%%

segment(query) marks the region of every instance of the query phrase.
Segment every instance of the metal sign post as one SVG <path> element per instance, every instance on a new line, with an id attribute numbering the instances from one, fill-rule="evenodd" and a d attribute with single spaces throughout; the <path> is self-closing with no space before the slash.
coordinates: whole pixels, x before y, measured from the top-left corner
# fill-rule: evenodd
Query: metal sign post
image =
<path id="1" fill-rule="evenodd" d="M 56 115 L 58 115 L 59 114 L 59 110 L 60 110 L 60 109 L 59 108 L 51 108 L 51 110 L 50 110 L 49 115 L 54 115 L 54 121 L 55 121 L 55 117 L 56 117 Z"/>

%%

■ **Task statement**: Rewrite the lines above as a numbered list, leaving out any blank lines.

■ **Solution for this exercise**:
1. segment(query) marks the region of every instance of the query phrase.
2. Segment every instance of the metal sign post as one SVG <path> element per instance, every instance on a new line, with an id attribute numbering the instances from one, fill-rule="evenodd" and a d attribute with single spaces throughout; the <path> is self-closing with no space before the slash.
3. coordinates: whole pixels, x before y, measured from the top-left corner
4. # fill-rule: evenodd
5. Query: metal sign post
6. image =
7. <path id="1" fill-rule="evenodd" d="M 56 115 L 58 115 L 59 114 L 59 110 L 60 110 L 60 109 L 59 108 L 51 108 L 51 110 L 50 110 L 49 115 L 54 115 L 54 121 L 55 121 L 55 117 L 56 117 Z"/>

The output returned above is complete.